──────── DATA EXTRACTS ────────

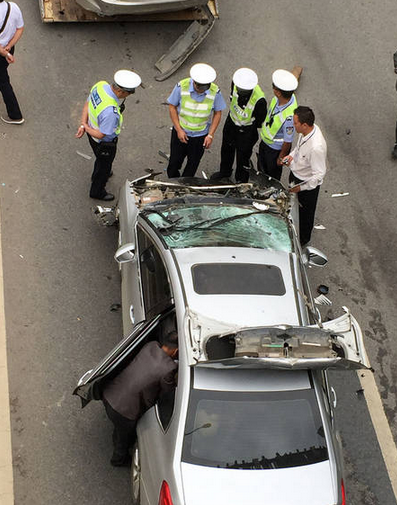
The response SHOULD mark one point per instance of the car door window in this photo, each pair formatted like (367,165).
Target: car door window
(156,288)
(165,408)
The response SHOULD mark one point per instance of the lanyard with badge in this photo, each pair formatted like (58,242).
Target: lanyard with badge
(6,18)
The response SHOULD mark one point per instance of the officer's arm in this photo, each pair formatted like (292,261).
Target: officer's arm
(260,112)
(83,121)
(175,121)
(15,38)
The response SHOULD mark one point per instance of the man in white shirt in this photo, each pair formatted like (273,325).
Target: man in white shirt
(308,164)
(11,28)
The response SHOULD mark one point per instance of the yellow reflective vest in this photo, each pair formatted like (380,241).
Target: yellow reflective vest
(98,101)
(274,122)
(194,115)
(242,116)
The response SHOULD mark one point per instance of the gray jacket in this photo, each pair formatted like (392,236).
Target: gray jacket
(140,384)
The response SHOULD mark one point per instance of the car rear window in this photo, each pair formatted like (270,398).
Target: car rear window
(244,430)
(237,279)
(221,226)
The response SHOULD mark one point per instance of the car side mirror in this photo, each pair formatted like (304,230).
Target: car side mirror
(314,257)
(125,253)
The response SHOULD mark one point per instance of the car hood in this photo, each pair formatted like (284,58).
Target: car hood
(306,485)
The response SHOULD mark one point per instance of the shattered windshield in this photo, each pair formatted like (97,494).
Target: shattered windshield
(220,226)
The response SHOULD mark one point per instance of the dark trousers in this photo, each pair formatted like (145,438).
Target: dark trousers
(193,150)
(124,433)
(12,106)
(267,161)
(104,156)
(237,142)
(307,209)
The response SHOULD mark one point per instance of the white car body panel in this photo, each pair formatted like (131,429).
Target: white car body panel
(242,310)
(307,485)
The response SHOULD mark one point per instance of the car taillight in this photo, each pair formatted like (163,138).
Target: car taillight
(165,495)
(342,485)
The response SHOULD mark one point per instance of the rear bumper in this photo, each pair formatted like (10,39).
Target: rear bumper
(119,7)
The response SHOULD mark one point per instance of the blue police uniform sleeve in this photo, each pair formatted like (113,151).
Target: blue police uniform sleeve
(175,96)
(108,121)
(219,102)
(288,129)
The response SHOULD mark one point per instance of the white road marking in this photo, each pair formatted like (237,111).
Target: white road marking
(6,475)
(381,425)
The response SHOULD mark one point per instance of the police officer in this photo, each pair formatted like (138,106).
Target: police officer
(247,112)
(195,107)
(101,119)
(277,130)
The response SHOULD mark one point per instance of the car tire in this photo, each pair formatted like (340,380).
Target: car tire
(135,476)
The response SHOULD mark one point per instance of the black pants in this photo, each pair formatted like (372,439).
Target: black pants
(104,156)
(124,433)
(193,150)
(267,161)
(12,106)
(307,209)
(237,142)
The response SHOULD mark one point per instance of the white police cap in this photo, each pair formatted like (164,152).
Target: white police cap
(202,73)
(127,80)
(245,78)
(284,80)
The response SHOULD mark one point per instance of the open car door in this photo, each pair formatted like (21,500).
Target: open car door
(338,344)
(89,386)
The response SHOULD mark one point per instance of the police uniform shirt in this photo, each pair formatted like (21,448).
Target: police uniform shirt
(14,22)
(309,159)
(260,109)
(286,132)
(175,99)
(108,119)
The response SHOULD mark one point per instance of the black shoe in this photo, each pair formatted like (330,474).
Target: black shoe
(106,198)
(217,176)
(124,461)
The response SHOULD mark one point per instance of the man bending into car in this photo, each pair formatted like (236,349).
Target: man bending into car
(136,389)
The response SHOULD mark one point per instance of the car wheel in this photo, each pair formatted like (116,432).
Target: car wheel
(135,476)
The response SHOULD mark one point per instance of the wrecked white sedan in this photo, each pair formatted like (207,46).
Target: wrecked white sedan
(252,418)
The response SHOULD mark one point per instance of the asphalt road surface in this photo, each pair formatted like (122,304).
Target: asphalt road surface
(59,276)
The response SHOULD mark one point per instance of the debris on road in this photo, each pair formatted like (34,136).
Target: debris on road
(322,289)
(164,155)
(85,156)
(322,300)
(336,195)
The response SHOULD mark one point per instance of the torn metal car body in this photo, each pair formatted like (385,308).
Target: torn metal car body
(221,264)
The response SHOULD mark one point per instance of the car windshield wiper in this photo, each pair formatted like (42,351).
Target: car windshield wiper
(171,223)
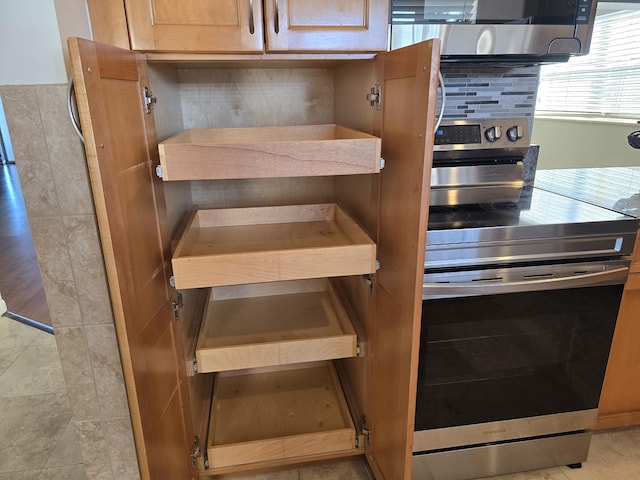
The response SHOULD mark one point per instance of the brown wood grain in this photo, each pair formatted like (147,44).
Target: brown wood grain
(20,278)
(263,244)
(136,246)
(408,120)
(620,399)
(196,26)
(281,414)
(261,152)
(332,25)
(274,324)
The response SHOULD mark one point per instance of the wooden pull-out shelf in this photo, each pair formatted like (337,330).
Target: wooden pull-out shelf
(270,324)
(277,415)
(269,244)
(260,152)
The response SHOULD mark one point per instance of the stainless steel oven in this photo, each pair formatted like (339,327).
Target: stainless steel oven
(520,301)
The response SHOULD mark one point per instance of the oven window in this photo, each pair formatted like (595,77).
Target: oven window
(501,357)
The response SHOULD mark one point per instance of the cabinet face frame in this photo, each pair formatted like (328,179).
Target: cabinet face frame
(408,76)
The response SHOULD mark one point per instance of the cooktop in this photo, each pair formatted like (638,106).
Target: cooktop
(542,226)
(536,207)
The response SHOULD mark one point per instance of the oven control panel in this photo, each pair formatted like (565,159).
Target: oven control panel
(481,134)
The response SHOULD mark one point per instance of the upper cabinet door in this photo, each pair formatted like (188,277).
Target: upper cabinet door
(221,26)
(327,26)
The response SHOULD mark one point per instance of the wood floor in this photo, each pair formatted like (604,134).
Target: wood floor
(20,279)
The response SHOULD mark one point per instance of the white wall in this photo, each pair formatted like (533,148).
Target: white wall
(581,143)
(31,49)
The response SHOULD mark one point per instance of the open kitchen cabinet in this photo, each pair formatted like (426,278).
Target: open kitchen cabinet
(351,255)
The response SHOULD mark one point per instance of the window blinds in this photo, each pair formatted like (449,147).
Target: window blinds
(604,82)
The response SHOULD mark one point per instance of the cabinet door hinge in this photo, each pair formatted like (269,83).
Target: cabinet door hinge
(176,304)
(365,430)
(149,100)
(195,453)
(375,97)
(369,280)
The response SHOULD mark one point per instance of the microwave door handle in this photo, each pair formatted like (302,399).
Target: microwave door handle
(481,288)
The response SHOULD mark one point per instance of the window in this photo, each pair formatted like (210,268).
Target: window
(605,82)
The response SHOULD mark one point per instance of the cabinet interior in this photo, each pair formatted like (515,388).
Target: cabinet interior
(222,96)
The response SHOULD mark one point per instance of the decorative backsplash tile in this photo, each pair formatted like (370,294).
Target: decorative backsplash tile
(489,92)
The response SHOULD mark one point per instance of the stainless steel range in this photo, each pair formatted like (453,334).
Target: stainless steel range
(520,301)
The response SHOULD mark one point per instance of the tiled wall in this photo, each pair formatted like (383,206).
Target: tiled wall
(478,92)
(55,184)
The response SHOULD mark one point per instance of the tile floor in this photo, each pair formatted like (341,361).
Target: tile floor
(37,440)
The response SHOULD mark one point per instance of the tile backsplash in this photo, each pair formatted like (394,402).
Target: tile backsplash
(477,92)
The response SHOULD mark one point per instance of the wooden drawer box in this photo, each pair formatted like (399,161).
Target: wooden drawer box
(268,324)
(268,244)
(278,415)
(228,153)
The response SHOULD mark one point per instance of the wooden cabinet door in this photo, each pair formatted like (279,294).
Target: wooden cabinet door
(328,26)
(121,154)
(224,26)
(620,399)
(408,79)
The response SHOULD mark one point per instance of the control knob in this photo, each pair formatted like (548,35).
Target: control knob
(515,133)
(493,133)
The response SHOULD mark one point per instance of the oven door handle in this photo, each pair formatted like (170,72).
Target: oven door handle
(607,277)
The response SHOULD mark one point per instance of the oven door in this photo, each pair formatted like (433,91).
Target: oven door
(502,345)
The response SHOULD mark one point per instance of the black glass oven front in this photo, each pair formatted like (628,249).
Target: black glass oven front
(514,355)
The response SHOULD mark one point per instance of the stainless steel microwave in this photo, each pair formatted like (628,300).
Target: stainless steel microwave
(537,31)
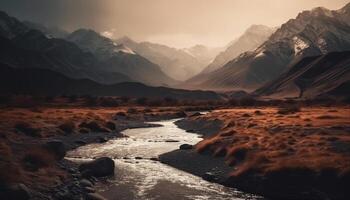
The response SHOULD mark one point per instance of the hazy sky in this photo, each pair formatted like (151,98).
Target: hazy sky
(178,23)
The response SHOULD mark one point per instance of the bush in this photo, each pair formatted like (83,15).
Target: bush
(37,158)
(132,111)
(67,127)
(27,129)
(288,109)
(90,101)
(9,171)
(108,102)
(142,101)
(247,101)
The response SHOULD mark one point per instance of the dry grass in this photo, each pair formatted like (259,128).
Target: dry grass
(279,142)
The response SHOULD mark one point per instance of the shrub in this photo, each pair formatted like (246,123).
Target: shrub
(67,127)
(93,126)
(27,129)
(90,101)
(142,101)
(108,102)
(36,158)
(132,111)
(9,171)
(247,101)
(288,109)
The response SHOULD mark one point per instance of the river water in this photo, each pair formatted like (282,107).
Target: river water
(137,177)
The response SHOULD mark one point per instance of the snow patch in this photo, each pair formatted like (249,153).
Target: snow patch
(299,45)
(322,45)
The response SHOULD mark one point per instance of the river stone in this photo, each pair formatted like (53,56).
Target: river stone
(85,183)
(186,146)
(209,177)
(56,147)
(15,192)
(94,196)
(100,167)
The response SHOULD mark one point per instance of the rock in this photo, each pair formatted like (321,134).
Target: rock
(80,142)
(196,114)
(102,139)
(154,159)
(209,177)
(94,196)
(85,183)
(100,167)
(93,126)
(186,146)
(110,125)
(56,147)
(171,140)
(89,189)
(15,192)
(181,114)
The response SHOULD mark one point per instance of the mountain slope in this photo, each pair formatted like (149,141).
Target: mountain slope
(312,77)
(22,47)
(176,63)
(203,53)
(120,58)
(252,38)
(47,82)
(314,32)
(48,31)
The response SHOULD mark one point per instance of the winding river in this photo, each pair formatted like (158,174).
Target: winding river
(139,177)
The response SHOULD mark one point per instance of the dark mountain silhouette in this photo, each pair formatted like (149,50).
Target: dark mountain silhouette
(314,32)
(22,47)
(46,82)
(120,58)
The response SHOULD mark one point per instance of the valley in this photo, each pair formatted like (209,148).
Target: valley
(114,100)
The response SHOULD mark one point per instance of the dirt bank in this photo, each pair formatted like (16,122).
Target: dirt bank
(280,154)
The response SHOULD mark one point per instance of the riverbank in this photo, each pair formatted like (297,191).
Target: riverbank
(29,168)
(288,153)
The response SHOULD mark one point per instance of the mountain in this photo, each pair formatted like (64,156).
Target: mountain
(311,33)
(252,38)
(203,53)
(311,77)
(46,82)
(22,47)
(177,63)
(49,31)
(120,58)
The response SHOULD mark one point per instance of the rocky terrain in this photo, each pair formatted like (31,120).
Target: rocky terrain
(280,153)
(34,142)
(315,32)
(312,77)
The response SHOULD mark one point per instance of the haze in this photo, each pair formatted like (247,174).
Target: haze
(180,23)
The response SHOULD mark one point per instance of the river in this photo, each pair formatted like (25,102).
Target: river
(137,177)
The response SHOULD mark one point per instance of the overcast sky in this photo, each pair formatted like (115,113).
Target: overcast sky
(178,23)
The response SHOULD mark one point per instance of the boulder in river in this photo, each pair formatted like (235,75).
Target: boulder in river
(15,192)
(100,167)
(171,140)
(186,146)
(94,196)
(209,177)
(56,147)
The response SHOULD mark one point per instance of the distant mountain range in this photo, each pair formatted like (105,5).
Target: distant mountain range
(252,38)
(22,47)
(119,58)
(179,64)
(325,75)
(47,82)
(311,33)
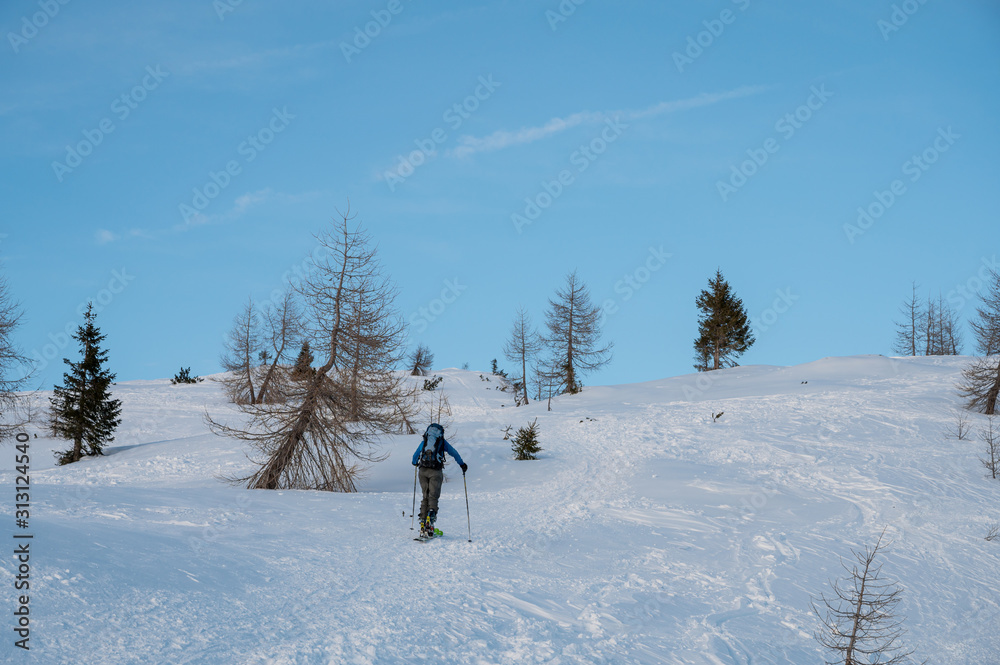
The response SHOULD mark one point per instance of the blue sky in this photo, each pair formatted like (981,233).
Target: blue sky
(170,161)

────────

## WHAT IS NEEDED
In the listing above, locate the line containing "Target: police officer" and the line containing "formatted like (372,439).". Extract those two lines and every line between them, exactly as written, and only those.

## TASK OUTPUT
Target: police officer
(247,112)
(195,107)
(101,119)
(277,130)
The response SHOULD mark one point per instance of the car tire in this photo, each pair formatted like (340,380).
Target: car tire
(135,476)
The response SHOULD mark one point per instance of the black pants in this photo, each pair formatted like (372,439).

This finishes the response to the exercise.